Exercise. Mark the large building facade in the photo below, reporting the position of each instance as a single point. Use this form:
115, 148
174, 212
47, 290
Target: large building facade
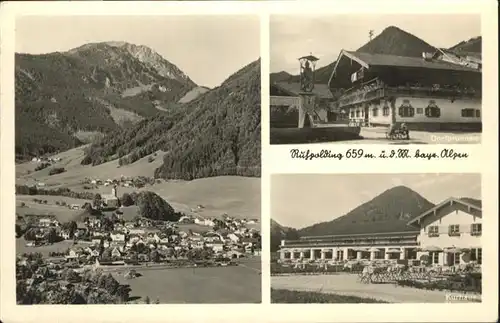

* _WHAT THIS TASK INVOLVES_
Report the number of lines in the listing that hold the string "facade", and nothing else.

* _EXERCISE RESULT_
2